[ИСХОДНЫЙ ФРАГМЕНТ]

Я вышла из ее кабинета, опустив голову, торопливо проходя мимо рядов рабочих отсеков и пытливых взглядов коллег прямиком в туалет, чтобы уже там поплакать. Сидя на унитазе в окружении рулонов туалетной бумаги и освежителей воздуха, я думала о худшем. О том, что меня уволят. Что клиент подаст в суд на нашу компанию. О том, что скоро весь мир узнает о бездарном клиентском менеджере, который напечатал десять тысяч листовок с ошибкой. Что я стану белой вороной в своей отрасли. Я никогда больше не получу работу. Но я была всего лишь человеком! Как можно успеть за всем уследить? Месяц был напряженный, и помимо этих листовок у меня была сотня других дел, которые нужно было сделать для более мелких заказчиков. Оправдания не помогали мне почувствовать себя лучше. Я знала, что это была всего лишь одна из тех ошибок, о которых я слышала, но с которыми сама по-настоящему никогда не сталкивалась. Один из тех моментов, когда под рукой не было кнопки спасения. Ни мамы, ни парня, ни лазейки, которая могла бы меня спасти.
И я приняла. Для начала я сделала все, что было в моих силах, включая непривычные для меня вещи – приняв ответственность. Попросив о помощи и о прощении. Пока я отправляла электронное письмо изготовителю листовок с вопросом, не могут ли они вернуть нам часть денег, и звонила клиенту, чтобы объяснить ситуацию, я поняла, что половина боли от ошибок связана именно с нежеланием признавать их. Мы так боимся признаться в своей вине, что делаем все возможное и невозможное, лишь бы избежать этого, но все же вынужденные сделать это, мы выбираем наиболее длинный и трудный путь.

[/ИСХОДНЫЙ ФРАГМЕНТ]

ЗАДАНИЯ =
1. Согласуются ли с фрагментом утверждения ниже? Для каждого ответьте «да» или «нет» и приведите точную цитату, на которой основан ответ.
(a) С ошибкой было напечатано десять тысяч листовок.
(b) Из кабинета путь лежал прямо в переговорную.
(c) Изготовителю листовок отправили электронное письмо с вопросом о возврате части денег.
2. Верните без изменений отрывок фрагмента между словами «И я приняла.» и «и трудный путь.» включительно.

[ПРЕДОСТАВЛЕННЫЕ ДАННЫЕ]

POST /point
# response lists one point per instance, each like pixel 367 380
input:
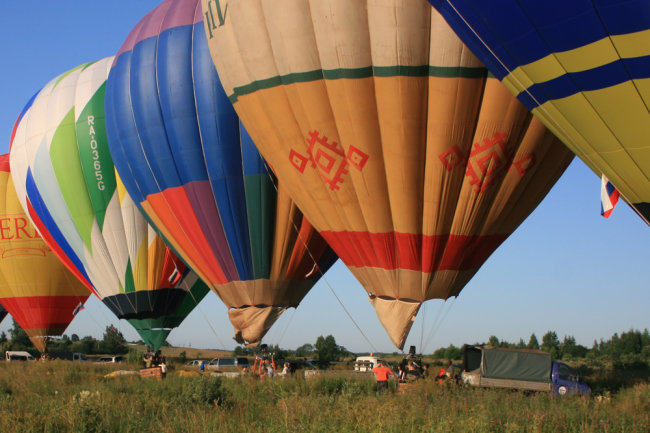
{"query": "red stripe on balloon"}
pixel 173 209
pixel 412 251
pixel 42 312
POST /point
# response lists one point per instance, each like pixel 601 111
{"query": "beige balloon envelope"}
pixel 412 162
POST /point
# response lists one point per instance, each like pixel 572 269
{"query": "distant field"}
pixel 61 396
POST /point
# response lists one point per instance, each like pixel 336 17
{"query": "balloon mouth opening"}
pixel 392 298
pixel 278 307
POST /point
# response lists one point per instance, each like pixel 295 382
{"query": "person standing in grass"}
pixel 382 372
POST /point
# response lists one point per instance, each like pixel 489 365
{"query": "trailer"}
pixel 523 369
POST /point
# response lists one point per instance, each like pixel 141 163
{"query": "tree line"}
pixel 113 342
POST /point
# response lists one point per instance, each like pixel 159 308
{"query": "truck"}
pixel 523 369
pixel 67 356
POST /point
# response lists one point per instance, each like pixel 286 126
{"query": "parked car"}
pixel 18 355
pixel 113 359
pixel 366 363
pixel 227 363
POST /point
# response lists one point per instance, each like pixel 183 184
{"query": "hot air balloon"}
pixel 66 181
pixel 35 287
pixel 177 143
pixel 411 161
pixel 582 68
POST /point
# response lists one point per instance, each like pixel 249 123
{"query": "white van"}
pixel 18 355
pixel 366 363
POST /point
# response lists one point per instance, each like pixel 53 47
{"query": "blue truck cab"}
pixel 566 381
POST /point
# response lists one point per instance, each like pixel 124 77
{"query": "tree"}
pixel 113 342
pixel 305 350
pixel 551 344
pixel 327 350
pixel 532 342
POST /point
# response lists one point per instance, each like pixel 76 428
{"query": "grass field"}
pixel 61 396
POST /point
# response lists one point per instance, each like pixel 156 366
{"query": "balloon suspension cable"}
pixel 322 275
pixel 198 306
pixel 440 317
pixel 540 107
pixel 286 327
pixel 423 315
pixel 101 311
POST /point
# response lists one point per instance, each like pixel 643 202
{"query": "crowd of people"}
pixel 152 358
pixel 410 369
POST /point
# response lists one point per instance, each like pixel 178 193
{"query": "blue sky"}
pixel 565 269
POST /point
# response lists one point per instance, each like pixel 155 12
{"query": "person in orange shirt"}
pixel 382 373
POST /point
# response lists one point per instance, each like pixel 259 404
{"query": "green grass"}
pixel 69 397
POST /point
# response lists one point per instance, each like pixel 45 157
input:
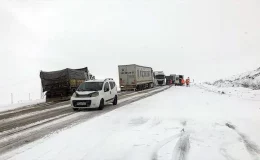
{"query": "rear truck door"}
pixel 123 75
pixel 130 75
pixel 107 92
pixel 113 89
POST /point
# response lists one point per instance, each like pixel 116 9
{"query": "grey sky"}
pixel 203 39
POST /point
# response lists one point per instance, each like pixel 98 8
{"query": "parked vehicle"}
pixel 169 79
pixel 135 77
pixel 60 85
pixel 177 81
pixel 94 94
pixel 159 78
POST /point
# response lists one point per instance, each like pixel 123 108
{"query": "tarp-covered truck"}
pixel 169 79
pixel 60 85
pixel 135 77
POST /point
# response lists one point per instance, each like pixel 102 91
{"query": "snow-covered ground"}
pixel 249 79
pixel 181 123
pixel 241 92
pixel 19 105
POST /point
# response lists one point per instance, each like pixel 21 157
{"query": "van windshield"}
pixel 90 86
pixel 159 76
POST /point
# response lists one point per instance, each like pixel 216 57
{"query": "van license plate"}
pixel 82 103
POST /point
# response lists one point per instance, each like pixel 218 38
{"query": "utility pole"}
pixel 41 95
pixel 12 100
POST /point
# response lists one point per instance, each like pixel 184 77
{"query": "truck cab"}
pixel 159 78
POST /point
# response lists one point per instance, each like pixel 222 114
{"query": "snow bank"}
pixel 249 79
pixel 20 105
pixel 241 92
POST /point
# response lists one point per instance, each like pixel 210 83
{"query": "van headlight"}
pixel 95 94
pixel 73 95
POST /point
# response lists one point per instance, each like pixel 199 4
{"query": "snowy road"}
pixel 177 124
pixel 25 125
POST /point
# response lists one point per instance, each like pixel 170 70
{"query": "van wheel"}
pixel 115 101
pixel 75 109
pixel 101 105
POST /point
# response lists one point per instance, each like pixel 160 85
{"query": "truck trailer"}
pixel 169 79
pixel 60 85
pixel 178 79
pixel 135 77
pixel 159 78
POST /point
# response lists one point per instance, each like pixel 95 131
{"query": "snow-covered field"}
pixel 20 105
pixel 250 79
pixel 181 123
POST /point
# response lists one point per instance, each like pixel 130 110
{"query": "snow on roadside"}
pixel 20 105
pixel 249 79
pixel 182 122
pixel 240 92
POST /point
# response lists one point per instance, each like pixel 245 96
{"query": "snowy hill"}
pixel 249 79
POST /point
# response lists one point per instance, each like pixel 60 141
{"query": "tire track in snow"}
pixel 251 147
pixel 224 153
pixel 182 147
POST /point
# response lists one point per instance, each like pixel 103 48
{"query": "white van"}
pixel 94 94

[/ПРЕДОСТАВЛЕННЫЕ ДАННЫЕ]

ОТВЕТЫ =
1.
(a) Да: «напечатал десять тысяч листовок с ошибкой».
(b) Нет: «прямиком в туалет, чтобы уже там поплакать».
(c) Да: «отправляла электронное письмо изготовителю листовок с вопросом, не могут ли они вернуть нам часть денег».

2.
И я приняла. Для начала я сделала все, что было в моих силах, включая непривычные для меня вещи – приняв ответственность. Попросив о помощи и о прощении. Пока я отправляла электронное письмо изготовителю листовок с вопросом, не могут ли они вернуть нам часть денег, и звонила клиенту, чтобы объяснить ситуацию, я поняла, что половина боли от ошибок связана именно с нежеланием признавать их. Мы так боимся признаться в своей вине, что делаем все возможное и невозможное, лишь бы избежать этого, но все же вынужденные сделать это, мы выбираем наиболее длинный и трудный путь.